─── Given entries ───

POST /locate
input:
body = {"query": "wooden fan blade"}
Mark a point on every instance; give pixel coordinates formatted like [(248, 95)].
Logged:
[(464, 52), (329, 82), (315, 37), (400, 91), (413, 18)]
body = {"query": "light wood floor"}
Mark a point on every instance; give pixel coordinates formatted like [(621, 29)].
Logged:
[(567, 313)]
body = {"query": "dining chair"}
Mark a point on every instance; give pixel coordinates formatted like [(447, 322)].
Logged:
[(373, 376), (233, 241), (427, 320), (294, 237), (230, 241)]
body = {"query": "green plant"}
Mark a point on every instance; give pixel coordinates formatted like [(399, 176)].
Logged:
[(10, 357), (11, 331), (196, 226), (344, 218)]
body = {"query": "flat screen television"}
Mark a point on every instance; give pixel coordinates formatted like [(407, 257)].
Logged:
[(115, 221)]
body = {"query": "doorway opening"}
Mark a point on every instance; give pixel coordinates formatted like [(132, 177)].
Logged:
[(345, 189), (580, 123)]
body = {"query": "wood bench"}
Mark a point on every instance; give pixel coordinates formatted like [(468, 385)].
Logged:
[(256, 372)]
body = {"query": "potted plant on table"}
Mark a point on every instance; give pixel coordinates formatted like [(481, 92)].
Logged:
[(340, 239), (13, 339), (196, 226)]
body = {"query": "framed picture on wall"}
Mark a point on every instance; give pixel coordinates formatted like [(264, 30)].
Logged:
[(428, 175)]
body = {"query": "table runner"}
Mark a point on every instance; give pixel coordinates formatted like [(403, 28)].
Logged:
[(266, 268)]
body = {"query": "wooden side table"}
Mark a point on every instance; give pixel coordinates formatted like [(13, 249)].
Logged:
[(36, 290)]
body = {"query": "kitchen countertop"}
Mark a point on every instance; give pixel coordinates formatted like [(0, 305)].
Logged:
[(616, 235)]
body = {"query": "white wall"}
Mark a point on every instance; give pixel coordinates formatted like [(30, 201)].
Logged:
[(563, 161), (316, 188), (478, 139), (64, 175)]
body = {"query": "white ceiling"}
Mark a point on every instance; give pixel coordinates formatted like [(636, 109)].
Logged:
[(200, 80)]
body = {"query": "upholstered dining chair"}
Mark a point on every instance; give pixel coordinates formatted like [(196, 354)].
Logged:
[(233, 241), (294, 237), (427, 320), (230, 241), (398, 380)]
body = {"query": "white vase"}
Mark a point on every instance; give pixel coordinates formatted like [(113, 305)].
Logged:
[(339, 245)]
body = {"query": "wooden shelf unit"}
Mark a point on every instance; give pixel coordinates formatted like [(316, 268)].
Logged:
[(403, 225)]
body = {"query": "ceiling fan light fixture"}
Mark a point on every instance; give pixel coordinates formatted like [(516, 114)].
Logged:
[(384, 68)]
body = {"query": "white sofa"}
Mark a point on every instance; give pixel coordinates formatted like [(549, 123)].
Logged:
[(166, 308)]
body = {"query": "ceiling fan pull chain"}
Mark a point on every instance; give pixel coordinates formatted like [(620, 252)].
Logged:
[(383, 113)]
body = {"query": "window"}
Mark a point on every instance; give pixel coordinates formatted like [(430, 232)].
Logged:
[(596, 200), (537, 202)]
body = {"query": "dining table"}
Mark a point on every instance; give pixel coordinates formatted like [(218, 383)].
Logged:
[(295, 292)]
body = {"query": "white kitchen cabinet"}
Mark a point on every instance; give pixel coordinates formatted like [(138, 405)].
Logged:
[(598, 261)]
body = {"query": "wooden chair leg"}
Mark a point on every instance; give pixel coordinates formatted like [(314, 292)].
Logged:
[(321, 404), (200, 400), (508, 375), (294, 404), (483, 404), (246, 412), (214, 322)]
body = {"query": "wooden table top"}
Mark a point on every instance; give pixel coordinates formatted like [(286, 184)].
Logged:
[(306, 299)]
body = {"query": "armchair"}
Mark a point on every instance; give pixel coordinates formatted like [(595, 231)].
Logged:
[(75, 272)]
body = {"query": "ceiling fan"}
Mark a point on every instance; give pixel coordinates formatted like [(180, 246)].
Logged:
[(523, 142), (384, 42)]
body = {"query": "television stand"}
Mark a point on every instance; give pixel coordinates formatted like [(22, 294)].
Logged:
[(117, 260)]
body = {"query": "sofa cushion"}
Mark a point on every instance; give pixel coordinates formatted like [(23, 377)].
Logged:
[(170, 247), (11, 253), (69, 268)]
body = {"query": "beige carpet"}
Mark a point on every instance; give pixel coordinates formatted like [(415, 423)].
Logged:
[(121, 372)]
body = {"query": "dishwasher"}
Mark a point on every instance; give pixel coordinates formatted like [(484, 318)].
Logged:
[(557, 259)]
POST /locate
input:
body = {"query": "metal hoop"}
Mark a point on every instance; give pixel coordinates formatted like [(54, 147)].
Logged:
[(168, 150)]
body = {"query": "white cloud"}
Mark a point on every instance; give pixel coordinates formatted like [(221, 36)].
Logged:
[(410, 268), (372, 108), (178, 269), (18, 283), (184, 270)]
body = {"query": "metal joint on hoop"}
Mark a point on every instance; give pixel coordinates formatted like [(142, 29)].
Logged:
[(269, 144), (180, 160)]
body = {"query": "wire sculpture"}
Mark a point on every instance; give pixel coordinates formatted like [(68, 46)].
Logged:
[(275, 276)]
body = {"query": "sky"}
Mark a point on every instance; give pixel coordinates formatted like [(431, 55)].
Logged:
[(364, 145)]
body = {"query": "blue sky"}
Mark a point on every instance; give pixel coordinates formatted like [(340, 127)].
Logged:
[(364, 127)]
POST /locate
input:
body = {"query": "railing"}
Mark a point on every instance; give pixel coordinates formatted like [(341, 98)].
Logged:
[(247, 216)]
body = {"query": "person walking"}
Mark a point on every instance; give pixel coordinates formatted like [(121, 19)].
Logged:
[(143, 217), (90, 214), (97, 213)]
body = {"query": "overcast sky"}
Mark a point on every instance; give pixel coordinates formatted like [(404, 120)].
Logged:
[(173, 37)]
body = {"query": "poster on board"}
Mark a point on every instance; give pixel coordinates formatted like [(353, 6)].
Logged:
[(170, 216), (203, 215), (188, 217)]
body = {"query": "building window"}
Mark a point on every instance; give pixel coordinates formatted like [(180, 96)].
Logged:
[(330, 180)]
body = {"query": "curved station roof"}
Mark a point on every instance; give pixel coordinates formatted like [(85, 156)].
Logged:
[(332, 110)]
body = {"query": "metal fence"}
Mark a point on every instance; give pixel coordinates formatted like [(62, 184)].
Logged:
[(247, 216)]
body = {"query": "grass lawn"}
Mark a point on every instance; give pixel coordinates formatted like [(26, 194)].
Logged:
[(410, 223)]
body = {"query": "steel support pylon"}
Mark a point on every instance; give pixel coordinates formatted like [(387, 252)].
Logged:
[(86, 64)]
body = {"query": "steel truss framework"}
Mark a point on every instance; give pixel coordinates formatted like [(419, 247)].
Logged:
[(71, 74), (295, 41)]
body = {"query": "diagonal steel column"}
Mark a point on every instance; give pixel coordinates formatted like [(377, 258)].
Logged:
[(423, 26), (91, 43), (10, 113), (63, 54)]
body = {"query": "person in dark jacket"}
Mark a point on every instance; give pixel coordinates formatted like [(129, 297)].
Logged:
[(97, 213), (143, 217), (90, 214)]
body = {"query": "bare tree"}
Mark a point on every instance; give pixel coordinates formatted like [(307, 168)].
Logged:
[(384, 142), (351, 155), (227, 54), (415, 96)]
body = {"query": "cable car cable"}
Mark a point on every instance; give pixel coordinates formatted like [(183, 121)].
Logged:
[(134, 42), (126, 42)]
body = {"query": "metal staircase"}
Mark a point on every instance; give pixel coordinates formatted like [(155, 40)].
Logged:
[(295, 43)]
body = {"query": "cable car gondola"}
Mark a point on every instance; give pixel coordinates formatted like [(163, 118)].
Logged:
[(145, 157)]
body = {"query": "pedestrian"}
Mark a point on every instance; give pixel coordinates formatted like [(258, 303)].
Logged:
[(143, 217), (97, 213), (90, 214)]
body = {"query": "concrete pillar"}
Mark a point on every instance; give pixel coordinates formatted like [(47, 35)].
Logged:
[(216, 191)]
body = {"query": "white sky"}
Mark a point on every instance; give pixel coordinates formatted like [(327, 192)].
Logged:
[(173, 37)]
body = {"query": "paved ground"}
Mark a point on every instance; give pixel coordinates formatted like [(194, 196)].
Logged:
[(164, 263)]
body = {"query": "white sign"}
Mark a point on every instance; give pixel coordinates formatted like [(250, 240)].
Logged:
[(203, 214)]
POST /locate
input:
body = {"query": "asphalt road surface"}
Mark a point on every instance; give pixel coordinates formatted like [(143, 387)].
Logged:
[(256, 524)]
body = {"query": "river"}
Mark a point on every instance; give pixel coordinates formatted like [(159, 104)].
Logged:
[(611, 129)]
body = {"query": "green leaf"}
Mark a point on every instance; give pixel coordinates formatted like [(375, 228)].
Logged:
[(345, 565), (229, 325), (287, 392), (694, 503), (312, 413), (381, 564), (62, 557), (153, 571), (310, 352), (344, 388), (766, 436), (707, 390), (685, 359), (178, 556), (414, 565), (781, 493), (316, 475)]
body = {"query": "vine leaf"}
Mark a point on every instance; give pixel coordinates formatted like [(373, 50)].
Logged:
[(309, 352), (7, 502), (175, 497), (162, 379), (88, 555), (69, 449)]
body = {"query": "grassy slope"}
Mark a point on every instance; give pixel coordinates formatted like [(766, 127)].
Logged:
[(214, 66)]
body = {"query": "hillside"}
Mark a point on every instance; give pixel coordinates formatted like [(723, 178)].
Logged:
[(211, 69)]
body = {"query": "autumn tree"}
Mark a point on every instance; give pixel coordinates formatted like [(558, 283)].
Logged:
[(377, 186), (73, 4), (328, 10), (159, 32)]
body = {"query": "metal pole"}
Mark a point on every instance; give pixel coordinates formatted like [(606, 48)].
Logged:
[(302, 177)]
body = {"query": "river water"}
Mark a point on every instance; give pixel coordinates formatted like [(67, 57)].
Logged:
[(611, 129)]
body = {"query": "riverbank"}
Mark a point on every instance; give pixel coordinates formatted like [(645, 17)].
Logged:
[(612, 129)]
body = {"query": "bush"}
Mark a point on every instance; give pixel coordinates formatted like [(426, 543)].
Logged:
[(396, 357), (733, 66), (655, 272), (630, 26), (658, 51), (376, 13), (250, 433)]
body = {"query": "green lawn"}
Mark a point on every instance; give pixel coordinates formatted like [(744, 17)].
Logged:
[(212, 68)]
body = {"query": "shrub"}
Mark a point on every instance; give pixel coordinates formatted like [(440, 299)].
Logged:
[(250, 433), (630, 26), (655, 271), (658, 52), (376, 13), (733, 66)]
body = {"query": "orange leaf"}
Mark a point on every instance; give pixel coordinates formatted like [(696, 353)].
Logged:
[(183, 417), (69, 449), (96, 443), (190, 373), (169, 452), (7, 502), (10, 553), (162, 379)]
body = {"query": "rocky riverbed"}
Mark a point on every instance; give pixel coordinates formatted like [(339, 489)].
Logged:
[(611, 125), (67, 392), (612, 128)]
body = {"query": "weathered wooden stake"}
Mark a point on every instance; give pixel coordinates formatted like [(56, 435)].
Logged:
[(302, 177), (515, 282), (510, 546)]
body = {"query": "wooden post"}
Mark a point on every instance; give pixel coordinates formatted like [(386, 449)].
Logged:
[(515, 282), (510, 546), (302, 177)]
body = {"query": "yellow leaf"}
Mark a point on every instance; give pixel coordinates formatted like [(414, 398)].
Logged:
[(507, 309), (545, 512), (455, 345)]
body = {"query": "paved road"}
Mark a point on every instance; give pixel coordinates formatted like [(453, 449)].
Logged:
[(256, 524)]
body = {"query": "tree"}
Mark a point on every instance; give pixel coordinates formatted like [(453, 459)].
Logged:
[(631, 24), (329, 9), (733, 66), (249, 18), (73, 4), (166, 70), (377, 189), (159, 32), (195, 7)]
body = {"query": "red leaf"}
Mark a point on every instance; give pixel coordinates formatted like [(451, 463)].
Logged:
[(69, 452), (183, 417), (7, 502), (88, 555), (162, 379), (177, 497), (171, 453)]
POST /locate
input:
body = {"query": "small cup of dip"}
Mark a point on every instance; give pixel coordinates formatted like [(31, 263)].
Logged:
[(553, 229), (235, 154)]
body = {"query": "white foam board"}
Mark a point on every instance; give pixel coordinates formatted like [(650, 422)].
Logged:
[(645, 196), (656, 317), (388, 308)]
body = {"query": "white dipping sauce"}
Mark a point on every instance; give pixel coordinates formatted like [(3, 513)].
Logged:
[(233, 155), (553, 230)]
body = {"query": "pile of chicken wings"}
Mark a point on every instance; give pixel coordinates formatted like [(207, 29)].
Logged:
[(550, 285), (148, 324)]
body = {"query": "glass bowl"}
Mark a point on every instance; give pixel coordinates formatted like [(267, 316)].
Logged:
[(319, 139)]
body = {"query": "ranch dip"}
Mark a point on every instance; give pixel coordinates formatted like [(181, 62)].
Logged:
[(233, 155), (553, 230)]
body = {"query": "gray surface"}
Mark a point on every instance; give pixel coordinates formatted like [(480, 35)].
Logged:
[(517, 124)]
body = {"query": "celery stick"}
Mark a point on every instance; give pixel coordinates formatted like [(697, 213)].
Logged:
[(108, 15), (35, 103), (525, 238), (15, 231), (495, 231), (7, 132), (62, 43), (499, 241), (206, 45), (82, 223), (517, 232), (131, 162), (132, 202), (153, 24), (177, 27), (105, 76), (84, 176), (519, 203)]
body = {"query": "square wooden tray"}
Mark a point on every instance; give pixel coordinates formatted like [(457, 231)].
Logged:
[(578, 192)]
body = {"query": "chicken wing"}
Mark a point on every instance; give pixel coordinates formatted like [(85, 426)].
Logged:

───

About this task :: Filter the entries down to the lines with the word "person" in them, and copy those lines.

Finished task ::
body = {"query": "person walking"}
body = {"query": "person in dark jacket"}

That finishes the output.